[start]

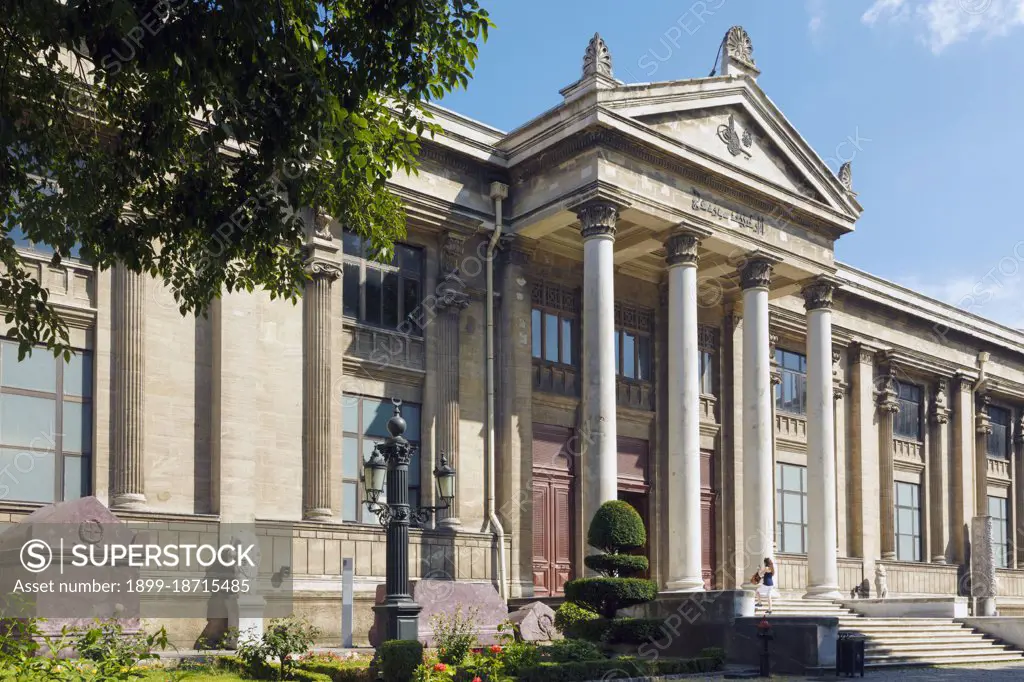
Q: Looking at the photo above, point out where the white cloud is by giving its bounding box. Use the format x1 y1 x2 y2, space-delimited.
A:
860 0 1024 54
899 270 1024 330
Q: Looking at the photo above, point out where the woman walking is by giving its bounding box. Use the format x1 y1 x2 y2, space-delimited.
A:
755 557 775 615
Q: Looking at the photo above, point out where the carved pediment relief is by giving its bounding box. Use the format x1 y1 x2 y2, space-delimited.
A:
636 106 825 202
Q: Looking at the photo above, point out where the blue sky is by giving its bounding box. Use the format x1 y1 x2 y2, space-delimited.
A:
442 0 1024 328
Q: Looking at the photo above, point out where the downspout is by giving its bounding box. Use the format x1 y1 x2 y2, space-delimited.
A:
484 182 509 600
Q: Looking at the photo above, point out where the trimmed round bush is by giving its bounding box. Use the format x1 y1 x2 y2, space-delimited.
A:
587 500 647 554
583 554 649 578
555 601 600 635
565 578 657 619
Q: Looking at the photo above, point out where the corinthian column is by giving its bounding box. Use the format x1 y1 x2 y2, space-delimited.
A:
577 202 618 529
879 365 899 561
302 245 341 521
435 232 469 527
665 229 708 592
111 264 145 510
803 278 842 599
740 254 778 589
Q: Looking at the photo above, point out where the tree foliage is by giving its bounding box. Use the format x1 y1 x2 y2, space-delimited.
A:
0 0 490 350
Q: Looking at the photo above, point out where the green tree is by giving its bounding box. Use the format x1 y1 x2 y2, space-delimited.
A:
0 0 490 352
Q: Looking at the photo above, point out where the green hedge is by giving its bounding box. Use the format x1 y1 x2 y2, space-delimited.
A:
587 500 647 554
583 554 650 578
565 578 657 619
517 656 722 682
377 639 423 682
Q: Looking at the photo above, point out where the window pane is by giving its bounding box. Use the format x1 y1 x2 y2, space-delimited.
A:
562 319 573 365
65 457 92 500
341 232 362 258
381 272 398 329
341 263 359 318
341 482 359 521
366 267 381 325
0 341 56 393
0 394 56 450
637 336 651 381
401 279 423 327
63 350 92 397
544 312 558 363
623 333 637 379
341 436 362 478
63 402 92 453
529 308 542 357
341 393 361 433
0 449 56 502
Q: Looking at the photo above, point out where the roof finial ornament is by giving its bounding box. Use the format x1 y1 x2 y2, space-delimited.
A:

[end]

■ **What is being asked**: Transcribe all of the data above word for word, omitting the picture.

■ **Written response**:
Q: Looking at the photo above, point out where the white cloud is by giving its bounding box. Use the format x1 y1 x2 y2, space-delimited.
A:
860 0 1024 54
899 270 1024 330
Q: Looking at the photo above, point out where the woman walking is by giving its bounding box. Use the format x1 y1 x2 y2, space-delimited.
A:
755 557 775 615
Q: Looking at the photo above, point out where the carved pediment relief is by giving its bounding box. Use the format x1 y1 x2 y2, space-delimited.
A:
636 106 825 202
Q: Looking at the photo above, point out where the blue sky is by giving its bounding box. Use the format x1 y1 x2 y2, space-delimited.
A:
442 0 1024 328
Q: Looking at the photo above, point out where the downspout is by giving its bounding box. Use the format x1 y1 x2 y2, space-delimited.
A:
484 182 509 600
Q: Looking at the photo above, point out where the trimmed round bush is by giving its bounding box. Use the format x1 y1 x2 y2, space-delimited.
A:
587 500 647 554
583 554 649 578
555 601 600 635
565 578 657 619
Q: Looking at the photo above, point out where the corinthian column is by giving its bounding box. Use the format x1 y1 x2 y2, space-delimited.
A:
577 202 618 529
879 365 899 561
302 245 341 521
435 232 469 527
665 229 708 592
111 264 145 510
803 278 842 599
740 254 778 589
Q: Looking at the photo above, point out where the tree foliage is by giving its bounding box. Use the format x1 y1 x2 y2, space-delimited.
A:
0 0 490 350
Q: Looking at the photo above, point out where the green tree is by giving its bounding box. Use the format x1 y1 x2 y2, space-delimited.
A:
0 0 490 352
Q: Looking at the photo above, point out where the green hedge is by giving its bounding box. Use the format x1 y1 x2 y2, space-delimited.
A:
587 500 647 554
583 554 650 578
565 578 657 619
517 656 722 682
377 639 423 682
Q: Looking at the photo above, point out where the window pane is by giving its bounding box. Use the format x1 y1 x2 y2, space-delimited.
A:
562 319 573 365
65 457 92 500
341 232 362 258
381 272 398 329
341 263 359 318
341 482 359 521
366 267 381 325
0 341 56 393
0 394 56 450
637 336 651 381
401 279 423 327
63 350 92 397
544 312 558 363
623 333 637 379
341 436 362 478
63 402 92 453
529 308 542 357
341 393 361 433
0 449 56 502
Q: Looking at the photo above, point out where the roof finial ornament is by giving its bounding box. Use the format x1 y1 x2 y2, space-delimited.
A:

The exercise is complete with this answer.